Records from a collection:
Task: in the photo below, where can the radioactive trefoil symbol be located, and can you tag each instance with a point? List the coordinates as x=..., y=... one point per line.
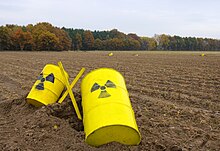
x=104, y=93
x=49, y=78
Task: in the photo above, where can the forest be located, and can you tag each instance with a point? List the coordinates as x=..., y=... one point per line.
x=45, y=37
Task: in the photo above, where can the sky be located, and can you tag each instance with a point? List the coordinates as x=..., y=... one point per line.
x=185, y=18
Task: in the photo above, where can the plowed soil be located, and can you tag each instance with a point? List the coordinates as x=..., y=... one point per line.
x=175, y=97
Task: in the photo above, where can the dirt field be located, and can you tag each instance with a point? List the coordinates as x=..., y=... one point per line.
x=175, y=97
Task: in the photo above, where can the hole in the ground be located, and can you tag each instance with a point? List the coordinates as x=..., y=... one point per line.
x=66, y=111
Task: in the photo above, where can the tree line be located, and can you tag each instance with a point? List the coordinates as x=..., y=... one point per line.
x=44, y=36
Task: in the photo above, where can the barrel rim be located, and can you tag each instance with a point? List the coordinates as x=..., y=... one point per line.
x=113, y=125
x=56, y=66
x=95, y=70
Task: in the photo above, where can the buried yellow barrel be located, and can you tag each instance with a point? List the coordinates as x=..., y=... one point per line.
x=107, y=112
x=48, y=87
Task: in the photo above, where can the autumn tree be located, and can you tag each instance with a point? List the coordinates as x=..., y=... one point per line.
x=22, y=38
x=148, y=43
x=98, y=44
x=78, y=41
x=5, y=38
x=88, y=40
x=47, y=41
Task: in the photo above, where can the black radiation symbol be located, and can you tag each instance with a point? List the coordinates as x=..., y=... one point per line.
x=49, y=78
x=104, y=93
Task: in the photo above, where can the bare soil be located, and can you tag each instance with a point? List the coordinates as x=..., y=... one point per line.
x=175, y=97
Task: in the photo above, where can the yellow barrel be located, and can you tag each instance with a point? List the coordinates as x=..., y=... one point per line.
x=107, y=112
x=48, y=87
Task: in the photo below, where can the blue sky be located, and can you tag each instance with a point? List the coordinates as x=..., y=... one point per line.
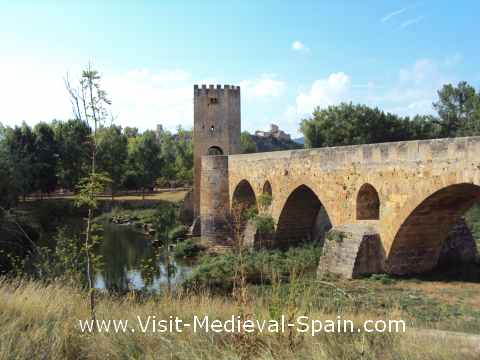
x=288, y=56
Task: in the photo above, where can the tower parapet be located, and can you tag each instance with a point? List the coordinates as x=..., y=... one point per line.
x=216, y=127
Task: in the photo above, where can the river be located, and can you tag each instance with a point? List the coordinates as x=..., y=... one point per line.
x=131, y=262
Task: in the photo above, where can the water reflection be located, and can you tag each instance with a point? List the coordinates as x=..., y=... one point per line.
x=131, y=262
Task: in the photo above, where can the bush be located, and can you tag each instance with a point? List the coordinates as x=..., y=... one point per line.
x=188, y=249
x=218, y=272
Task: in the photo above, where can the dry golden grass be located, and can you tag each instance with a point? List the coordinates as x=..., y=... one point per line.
x=41, y=321
x=173, y=196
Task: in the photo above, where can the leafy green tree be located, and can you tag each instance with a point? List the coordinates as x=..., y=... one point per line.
x=20, y=148
x=144, y=159
x=457, y=107
x=167, y=154
x=348, y=124
x=8, y=188
x=45, y=158
x=130, y=132
x=247, y=145
x=423, y=127
x=112, y=153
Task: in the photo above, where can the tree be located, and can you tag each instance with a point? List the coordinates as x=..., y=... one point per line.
x=348, y=124
x=130, y=132
x=20, y=148
x=90, y=106
x=45, y=158
x=112, y=154
x=144, y=159
x=73, y=146
x=8, y=188
x=457, y=107
x=247, y=145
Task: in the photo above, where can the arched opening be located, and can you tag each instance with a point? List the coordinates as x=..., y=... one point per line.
x=267, y=188
x=368, y=203
x=215, y=150
x=303, y=219
x=244, y=205
x=421, y=238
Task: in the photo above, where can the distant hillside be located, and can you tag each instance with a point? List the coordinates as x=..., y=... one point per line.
x=264, y=144
x=300, y=141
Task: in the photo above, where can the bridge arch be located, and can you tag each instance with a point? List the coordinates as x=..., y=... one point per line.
x=267, y=188
x=303, y=218
x=244, y=198
x=417, y=244
x=368, y=203
x=215, y=150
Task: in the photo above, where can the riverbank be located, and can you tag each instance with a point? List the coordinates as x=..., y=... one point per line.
x=48, y=317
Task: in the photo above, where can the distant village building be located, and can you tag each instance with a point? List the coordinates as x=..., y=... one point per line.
x=159, y=131
x=274, y=132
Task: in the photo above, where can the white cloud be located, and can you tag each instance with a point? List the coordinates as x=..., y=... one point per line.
x=144, y=99
x=415, y=90
x=299, y=46
x=410, y=22
x=392, y=14
x=324, y=92
x=265, y=86
x=31, y=92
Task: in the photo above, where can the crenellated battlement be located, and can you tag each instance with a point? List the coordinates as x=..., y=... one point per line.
x=205, y=89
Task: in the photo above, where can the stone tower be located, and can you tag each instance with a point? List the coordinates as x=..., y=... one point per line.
x=216, y=128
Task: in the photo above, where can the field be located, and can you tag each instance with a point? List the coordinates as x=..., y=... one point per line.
x=47, y=318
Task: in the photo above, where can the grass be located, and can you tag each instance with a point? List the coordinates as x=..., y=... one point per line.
x=173, y=196
x=41, y=321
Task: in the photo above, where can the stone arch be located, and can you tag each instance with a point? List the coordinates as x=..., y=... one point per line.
x=243, y=198
x=267, y=188
x=417, y=244
x=302, y=219
x=368, y=203
x=214, y=150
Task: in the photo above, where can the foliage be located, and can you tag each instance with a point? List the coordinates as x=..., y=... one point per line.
x=45, y=332
x=45, y=158
x=72, y=138
x=112, y=154
x=218, y=272
x=188, y=249
x=144, y=162
x=458, y=109
x=247, y=145
x=265, y=224
x=264, y=201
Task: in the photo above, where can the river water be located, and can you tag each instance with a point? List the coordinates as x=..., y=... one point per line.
x=131, y=262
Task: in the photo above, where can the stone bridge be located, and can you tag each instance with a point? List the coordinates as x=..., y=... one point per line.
x=392, y=204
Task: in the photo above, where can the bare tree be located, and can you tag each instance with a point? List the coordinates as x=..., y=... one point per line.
x=90, y=105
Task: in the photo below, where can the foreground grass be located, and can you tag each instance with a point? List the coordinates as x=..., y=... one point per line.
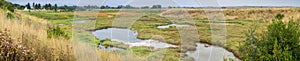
x=237, y=22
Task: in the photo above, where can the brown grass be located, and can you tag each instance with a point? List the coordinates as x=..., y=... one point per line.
x=30, y=32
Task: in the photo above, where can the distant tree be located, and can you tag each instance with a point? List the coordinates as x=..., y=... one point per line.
x=120, y=6
x=156, y=6
x=102, y=7
x=128, y=6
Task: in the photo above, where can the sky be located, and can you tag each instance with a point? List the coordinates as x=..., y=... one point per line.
x=165, y=3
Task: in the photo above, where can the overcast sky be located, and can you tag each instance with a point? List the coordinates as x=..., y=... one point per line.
x=191, y=3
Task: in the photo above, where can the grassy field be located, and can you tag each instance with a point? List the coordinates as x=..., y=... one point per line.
x=238, y=21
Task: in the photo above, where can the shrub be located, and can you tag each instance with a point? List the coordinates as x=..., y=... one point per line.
x=279, y=43
x=56, y=32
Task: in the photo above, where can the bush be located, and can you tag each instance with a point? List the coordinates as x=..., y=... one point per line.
x=279, y=43
x=56, y=32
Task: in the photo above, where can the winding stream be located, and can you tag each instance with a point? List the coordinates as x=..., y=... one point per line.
x=168, y=26
x=210, y=53
x=128, y=37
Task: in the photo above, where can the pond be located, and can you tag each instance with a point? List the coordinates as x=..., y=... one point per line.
x=210, y=53
x=80, y=21
x=128, y=37
x=168, y=26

--- Work item ---
Transcribe the lines above exactly, setting aside any picture among them.

--- Written response ---
Task: in the photo below, where can the radioactive trefoil symbol be located, and can you tag each instance with a point? List the coordinates as x=..., y=... one point per line.
x=104, y=93
x=49, y=78
Task: in the photo above, where can the forest be located, and can you tag each instance with a point? List the coordinates as x=..., y=... one point per line.
x=45, y=37
Task: in the photo above, where can the sky be located, and can you tag each instance with a point? List the coordinates as x=..., y=... one point per line.
x=185, y=18
Task: in the photo above, where can the plowed soil be located, and can you tag each instance with a point? List the coordinates as x=..., y=... one point per line.
x=175, y=97
Task: in the photo above, where can the dirt field be located, and can you tag each instance with a point? List the coordinates as x=..., y=... one point per line.
x=175, y=97
Task: in the photo above, where can the hole in the ground be located, and can you tag each instance with a point? List the coordinates as x=..., y=... one point per line.
x=66, y=111
Task: in the photo above, where can the tree line be located, and can you tag each instance with a point? List the coordinates as x=..., y=... one point per line.
x=44, y=36
Task: in the photo above, where can the barrel rim be located, and can you tag each instance with a point? List the coordinates as x=..., y=... one point per line.
x=113, y=125
x=56, y=66
x=95, y=70
Task: in the photo above, where can the buried yellow barrel be located, and can you tag each instance with a point? List the coordinates as x=..., y=... one point per line.
x=107, y=112
x=48, y=87
Task: in the photo above, where can the autumn tree be located, and can you tag each instance with a point? List the coordinates as x=..., y=... one point per line.
x=22, y=38
x=148, y=43
x=98, y=44
x=78, y=41
x=5, y=38
x=88, y=40
x=47, y=41
Task: in the photo above, where can the black radiation symbol be located, and can you tag each instance with a point? List the coordinates as x=..., y=... one point per line.
x=49, y=78
x=104, y=93
Task: in the photo above, where can the bare soil be located, and can you tag each instance with a point? List the coordinates as x=..., y=... one point per line.
x=175, y=97
Task: in the photo above, where can the yellow barrel be located, and can you tag each instance with a point? List the coordinates as x=..., y=... one point per line.
x=107, y=112
x=48, y=87
Task: in the photo below, where can the blue sky be located, and can you tag each instance with a point? List the coordinates as x=..., y=... one point per line.
x=288, y=56
Task: in the photo above, where can the tower parapet be located, and can you tag each instance with a point? List the coordinates as x=..., y=... one point per line.
x=216, y=127
Task: in the photo above, where can the river be located, and can you tag each instance with a point? List the coordinates as x=..., y=... one point per line.
x=131, y=262
Task: in the photo above, where can the water reflection be located, and can you tag each instance with a point? List the coordinates as x=..., y=... one point per line.
x=131, y=262
Task: in the photo above, where can the bush be located, and can you tag each instance with a point? List the coordinates as x=..., y=... one point per line.
x=188, y=249
x=218, y=272
Task: in the photo above, where can the dry golden grass be located, and can you tag each instance with a point? List the coordinates as x=..., y=... one point per line.
x=41, y=321
x=173, y=196
Task: in the photo above, where can the leafy green tree be located, and can you tag each instance with a point? List the coordinates as x=..., y=... one point per line.
x=20, y=148
x=144, y=159
x=457, y=107
x=167, y=154
x=348, y=124
x=8, y=188
x=45, y=158
x=130, y=132
x=247, y=145
x=423, y=127
x=112, y=153
Task: in the photo above, where can the tree be located, and can you tag each instance with a point? List the coordinates as x=..., y=... one point per line.
x=348, y=124
x=130, y=132
x=20, y=148
x=90, y=106
x=45, y=158
x=112, y=154
x=144, y=159
x=73, y=146
x=8, y=188
x=457, y=107
x=247, y=145
Task: in the photo above, where can the arched opening be located, and can you tag each instance with a point? List the coordinates as x=..., y=... one point per line.
x=267, y=188
x=368, y=203
x=215, y=150
x=303, y=219
x=244, y=205
x=421, y=238
Task: in the photo above, where can the distant hillside be located, and can you tag each instance with a point? List the coordinates as x=..., y=... one point per line.
x=264, y=144
x=300, y=141
Task: in the photo above, where can the bridge arch be located, and can you tag each instance with a point? List the coordinates as x=..., y=... one point per line.
x=267, y=188
x=303, y=218
x=244, y=198
x=417, y=244
x=368, y=203
x=215, y=150
Task: in the photo above, where can the riverbank be located, and can you tag each instance with a point? List the coordinates as x=..., y=... one point per line.
x=48, y=317
Task: in the photo above, where can the distant village building be located, and can you tag each instance with a point? List the coordinates as x=..., y=... one point per line.
x=159, y=131
x=274, y=132
Task: in the photo above, where can the white cloud be located, and can you tag each instance with a point? List the coordinates as x=..., y=... one point per line.
x=144, y=99
x=415, y=90
x=299, y=46
x=410, y=22
x=392, y=14
x=324, y=92
x=265, y=86
x=31, y=92
Task: in the photo above, where can the crenellated battlement be located, and can you tag each instance with a point? List the coordinates as x=..., y=... one point per line.
x=205, y=89
Task: in the photo above, where can the stone tower be located, and can you tag each instance with a point? List the coordinates as x=..., y=... one point per line.
x=216, y=128
Task: in the photo above, where can the field be located, and can you tag each instance with a point? List the coordinates as x=..., y=... one point per line.
x=47, y=318
Task: in the photo above, where can the grass be located, and can you tag each instance with a point? List the coordinates as x=..., y=... one point per line.
x=173, y=196
x=41, y=321
Task: in the photo above, where can the stone arch be located, and can you tag each instance with a point? List the coordinates as x=..., y=... one point per line.
x=243, y=198
x=267, y=188
x=417, y=244
x=302, y=219
x=368, y=203
x=214, y=150
Task: in the photo above, where can the foliage be located, and can you tag each instance with a point? List the coordinates as x=..., y=... one point per line.
x=45, y=332
x=45, y=158
x=72, y=138
x=112, y=154
x=218, y=272
x=188, y=249
x=144, y=162
x=458, y=109
x=247, y=145
x=265, y=224
x=264, y=201
Task: in the photo above, where can the river water be located, and can you tag each instance with a point? List the coordinates as x=..., y=... one point per line.
x=131, y=262
Task: in the photo above, where can the stone bridge be located, and can you tag each instance with a point? List the coordinates as x=..., y=... one point per line.
x=392, y=204
Task: in the photo above, where can the bare tree be located, and can you tag each instance with a point? List the coordinates as x=..., y=... one point per line.
x=90, y=105
Task: in the photo below, where can the foreground grass be located, and can you tag each instance with a point? List the coordinates as x=..., y=... one point per line.
x=237, y=22
Task: in the photo above, where can the brown grass be located, and can you tag each instance with a point? List the coordinates as x=..., y=... one point per line.
x=30, y=32
Task: in the photo above, where can the distant tree be located, and can you tag each instance with a point? List the coordinates as x=..., y=... one point per line.
x=120, y=6
x=156, y=6
x=102, y=7
x=128, y=6
Task: in the photo above, where can the sky be located, and can you tag each instance with a point? List the coordinates as x=..., y=... one point per line.
x=165, y=3
Task: in the photo above, where can the overcast sky be located, and can you tag each instance with a point? List the coordinates as x=..., y=... one point per line.
x=191, y=3
Task: in the photo above, where can the grassy field be located, and can you tag each instance with a point? List the coordinates as x=..., y=... one point per line.
x=238, y=21
Task: in the photo above, where can the shrub be located, and can you tag each instance with a point? List the coordinates as x=..., y=... one point per line.
x=279, y=43
x=56, y=32
Task: in the photo above, where can the bush be located, and can you tag each instance with a point? List the coordinates as x=..., y=... one point per line.
x=279, y=43
x=56, y=32
Task: in the photo above, where can the winding stream be located, and can you tag each instance with a point? List the coordinates as x=..., y=... one point per line.
x=168, y=26
x=210, y=53
x=128, y=37
Task: in the photo above, where can the pond be located, and can you tag each instance with a point? List the coordinates as x=..., y=... one point per line.
x=210, y=53
x=80, y=21
x=128, y=37
x=168, y=26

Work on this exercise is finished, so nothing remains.